| Stored data |
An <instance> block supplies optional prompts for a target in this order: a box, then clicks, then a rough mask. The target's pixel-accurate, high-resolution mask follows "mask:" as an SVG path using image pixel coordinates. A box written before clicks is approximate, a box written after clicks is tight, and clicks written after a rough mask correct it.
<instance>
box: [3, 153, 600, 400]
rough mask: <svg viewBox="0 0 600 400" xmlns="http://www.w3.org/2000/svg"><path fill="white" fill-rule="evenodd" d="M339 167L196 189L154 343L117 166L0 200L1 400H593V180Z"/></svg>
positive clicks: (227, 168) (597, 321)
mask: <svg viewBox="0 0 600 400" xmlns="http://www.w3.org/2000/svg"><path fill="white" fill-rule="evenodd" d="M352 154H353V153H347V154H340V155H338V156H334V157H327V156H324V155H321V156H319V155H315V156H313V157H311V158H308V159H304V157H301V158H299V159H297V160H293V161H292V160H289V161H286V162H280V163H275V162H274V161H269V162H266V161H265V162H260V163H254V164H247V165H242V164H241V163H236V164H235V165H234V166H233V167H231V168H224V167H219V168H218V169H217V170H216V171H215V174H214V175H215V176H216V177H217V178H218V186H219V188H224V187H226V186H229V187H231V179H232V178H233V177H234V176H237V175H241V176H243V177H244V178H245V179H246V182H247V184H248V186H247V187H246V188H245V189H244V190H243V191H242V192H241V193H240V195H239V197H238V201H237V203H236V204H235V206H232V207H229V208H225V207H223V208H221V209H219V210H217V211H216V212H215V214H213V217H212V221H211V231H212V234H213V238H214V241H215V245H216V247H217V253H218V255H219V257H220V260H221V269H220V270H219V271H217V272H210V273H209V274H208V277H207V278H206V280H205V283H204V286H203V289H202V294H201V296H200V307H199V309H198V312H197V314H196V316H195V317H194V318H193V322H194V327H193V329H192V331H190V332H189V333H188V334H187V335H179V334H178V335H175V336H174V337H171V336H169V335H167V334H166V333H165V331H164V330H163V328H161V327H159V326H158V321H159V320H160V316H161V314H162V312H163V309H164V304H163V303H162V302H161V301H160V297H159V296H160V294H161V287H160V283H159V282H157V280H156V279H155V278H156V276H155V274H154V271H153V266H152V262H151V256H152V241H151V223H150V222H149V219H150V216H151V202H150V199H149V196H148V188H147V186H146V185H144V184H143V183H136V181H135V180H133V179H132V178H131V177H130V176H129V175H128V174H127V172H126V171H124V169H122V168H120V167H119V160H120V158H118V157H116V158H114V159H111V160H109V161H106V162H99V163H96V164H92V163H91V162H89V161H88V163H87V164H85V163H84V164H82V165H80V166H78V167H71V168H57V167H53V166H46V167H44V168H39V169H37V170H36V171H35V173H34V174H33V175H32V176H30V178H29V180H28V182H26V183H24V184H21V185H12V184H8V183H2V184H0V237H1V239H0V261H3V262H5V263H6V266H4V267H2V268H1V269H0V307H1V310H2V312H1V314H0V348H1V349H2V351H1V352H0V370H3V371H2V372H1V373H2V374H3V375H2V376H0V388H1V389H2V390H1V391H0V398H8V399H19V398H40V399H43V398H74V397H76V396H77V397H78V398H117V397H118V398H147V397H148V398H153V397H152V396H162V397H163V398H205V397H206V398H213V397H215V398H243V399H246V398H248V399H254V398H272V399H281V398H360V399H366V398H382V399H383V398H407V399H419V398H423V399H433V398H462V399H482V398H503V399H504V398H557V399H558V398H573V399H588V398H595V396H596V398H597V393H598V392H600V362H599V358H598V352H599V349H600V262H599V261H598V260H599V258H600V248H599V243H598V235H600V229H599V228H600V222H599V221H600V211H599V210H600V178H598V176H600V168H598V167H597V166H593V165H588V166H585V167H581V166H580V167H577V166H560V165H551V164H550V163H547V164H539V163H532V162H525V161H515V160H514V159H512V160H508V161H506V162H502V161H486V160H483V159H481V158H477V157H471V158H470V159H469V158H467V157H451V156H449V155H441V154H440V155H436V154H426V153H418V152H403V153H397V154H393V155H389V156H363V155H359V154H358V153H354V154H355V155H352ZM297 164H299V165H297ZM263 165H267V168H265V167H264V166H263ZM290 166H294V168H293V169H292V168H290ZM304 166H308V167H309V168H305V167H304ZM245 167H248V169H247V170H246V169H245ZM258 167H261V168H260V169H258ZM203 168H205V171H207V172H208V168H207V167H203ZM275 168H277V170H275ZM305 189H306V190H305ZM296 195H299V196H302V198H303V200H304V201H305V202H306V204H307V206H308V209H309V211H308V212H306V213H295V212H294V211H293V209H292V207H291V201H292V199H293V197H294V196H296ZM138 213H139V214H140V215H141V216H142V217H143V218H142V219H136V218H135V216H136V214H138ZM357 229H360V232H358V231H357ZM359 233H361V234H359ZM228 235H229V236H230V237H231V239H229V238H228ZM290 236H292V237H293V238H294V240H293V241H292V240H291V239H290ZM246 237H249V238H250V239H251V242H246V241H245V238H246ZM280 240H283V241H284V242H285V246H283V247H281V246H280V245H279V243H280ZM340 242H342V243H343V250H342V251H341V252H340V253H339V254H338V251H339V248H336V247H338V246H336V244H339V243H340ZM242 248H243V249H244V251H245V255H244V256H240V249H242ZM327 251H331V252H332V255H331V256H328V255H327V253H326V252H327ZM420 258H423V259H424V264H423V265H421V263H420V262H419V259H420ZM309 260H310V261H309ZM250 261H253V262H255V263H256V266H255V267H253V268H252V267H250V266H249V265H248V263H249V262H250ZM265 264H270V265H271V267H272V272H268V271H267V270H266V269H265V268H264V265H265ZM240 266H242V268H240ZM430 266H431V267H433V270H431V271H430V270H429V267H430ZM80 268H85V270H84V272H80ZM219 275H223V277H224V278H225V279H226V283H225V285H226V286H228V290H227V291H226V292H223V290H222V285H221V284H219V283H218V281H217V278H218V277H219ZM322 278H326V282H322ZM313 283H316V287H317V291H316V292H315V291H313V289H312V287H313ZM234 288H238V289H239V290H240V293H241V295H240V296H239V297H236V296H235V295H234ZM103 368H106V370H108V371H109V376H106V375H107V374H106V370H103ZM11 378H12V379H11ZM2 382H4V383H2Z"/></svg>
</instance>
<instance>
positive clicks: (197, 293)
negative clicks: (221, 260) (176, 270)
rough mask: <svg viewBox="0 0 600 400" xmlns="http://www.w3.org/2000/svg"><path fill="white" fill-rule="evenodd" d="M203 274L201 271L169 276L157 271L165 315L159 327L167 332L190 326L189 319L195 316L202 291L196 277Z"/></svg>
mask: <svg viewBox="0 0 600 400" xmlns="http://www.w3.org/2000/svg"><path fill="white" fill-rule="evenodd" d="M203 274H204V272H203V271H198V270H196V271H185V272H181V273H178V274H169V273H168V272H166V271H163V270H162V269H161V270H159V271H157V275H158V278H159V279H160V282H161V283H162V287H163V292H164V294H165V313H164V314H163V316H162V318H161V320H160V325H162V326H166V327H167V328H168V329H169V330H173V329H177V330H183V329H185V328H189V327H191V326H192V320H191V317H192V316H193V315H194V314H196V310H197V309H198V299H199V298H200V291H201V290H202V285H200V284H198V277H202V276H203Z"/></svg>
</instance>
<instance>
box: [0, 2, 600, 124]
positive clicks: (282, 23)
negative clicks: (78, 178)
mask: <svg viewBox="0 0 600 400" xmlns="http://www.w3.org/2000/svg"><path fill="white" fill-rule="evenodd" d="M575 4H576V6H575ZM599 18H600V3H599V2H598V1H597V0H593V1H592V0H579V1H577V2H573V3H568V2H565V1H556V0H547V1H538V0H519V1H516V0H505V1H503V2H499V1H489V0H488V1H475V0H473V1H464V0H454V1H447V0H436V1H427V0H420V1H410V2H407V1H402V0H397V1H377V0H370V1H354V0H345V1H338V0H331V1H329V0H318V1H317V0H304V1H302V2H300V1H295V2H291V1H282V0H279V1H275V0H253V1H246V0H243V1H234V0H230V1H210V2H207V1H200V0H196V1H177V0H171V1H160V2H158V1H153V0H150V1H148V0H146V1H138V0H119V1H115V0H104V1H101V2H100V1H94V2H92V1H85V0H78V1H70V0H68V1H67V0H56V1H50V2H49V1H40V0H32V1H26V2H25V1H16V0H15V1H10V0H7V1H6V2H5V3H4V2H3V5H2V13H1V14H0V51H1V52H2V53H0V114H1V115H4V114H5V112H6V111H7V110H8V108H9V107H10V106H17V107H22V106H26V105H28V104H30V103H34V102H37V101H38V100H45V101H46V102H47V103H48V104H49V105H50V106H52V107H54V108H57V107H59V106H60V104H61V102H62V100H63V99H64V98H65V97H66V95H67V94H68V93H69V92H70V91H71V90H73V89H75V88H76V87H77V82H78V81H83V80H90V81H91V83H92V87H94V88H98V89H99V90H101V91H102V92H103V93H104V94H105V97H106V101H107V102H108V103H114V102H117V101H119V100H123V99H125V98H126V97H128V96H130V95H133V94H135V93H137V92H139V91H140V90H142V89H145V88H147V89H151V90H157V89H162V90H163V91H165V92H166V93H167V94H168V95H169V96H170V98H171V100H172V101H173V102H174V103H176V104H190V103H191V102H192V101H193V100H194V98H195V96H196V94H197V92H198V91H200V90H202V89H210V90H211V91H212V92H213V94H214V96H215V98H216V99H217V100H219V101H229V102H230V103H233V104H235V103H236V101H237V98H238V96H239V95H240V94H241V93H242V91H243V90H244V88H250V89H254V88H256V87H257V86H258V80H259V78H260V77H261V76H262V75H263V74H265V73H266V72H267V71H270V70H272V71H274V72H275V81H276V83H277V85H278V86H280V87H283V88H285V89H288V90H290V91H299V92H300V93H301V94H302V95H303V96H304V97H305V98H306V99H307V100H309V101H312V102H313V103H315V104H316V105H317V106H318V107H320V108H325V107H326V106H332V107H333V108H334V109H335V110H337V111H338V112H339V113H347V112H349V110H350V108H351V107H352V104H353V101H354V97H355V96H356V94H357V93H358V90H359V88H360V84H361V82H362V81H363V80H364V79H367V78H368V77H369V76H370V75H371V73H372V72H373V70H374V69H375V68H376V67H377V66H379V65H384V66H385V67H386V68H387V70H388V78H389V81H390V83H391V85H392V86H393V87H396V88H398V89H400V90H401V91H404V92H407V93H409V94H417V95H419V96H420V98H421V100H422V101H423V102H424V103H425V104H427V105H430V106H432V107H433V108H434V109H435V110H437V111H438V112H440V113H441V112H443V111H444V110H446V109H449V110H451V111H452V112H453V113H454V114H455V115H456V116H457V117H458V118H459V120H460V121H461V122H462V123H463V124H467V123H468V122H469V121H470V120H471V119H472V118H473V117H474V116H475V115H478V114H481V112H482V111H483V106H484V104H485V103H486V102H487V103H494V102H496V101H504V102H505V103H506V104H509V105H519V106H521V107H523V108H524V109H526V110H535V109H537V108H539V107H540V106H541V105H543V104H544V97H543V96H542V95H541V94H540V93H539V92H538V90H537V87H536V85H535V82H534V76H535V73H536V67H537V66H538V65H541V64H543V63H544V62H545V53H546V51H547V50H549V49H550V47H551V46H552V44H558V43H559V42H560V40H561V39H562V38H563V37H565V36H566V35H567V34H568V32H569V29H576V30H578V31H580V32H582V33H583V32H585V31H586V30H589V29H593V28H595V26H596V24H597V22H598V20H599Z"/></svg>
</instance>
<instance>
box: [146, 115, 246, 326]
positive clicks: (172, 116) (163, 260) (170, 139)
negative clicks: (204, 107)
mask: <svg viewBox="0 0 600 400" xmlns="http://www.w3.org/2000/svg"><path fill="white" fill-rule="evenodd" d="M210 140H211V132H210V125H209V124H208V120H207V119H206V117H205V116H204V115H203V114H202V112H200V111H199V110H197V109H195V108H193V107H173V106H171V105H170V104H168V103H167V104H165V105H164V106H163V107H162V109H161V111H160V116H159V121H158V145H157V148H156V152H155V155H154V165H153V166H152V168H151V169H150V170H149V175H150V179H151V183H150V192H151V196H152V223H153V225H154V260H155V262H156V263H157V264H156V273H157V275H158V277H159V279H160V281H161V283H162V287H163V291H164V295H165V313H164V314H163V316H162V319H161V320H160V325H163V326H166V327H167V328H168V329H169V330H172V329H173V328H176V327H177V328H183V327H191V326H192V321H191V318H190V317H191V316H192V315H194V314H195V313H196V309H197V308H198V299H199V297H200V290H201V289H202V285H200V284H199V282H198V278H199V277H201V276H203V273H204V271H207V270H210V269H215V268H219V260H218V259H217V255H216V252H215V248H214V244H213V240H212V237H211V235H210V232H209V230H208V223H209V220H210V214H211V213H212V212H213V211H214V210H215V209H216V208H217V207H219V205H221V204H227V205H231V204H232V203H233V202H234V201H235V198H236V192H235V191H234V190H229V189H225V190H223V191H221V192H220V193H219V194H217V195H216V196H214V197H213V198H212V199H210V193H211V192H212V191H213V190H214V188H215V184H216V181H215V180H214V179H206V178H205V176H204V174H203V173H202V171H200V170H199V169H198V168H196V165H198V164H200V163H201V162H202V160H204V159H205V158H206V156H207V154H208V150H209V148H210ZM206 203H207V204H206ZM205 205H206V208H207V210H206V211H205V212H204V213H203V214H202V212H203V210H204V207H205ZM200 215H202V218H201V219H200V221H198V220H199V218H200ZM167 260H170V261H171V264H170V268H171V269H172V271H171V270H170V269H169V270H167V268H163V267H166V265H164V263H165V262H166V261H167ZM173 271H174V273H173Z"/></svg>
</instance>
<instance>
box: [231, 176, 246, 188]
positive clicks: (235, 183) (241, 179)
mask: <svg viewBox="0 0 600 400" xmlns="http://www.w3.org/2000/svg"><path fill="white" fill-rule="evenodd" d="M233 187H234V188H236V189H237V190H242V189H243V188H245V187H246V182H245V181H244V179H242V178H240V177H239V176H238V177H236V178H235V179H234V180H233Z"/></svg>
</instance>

| Work required |
Go through the records line by line, and copy each line that holds the string "negative".

| Exercise answer |
negative clicks: (221, 260) (176, 270)
negative clicks: (78, 178)
negative clicks: (204, 107)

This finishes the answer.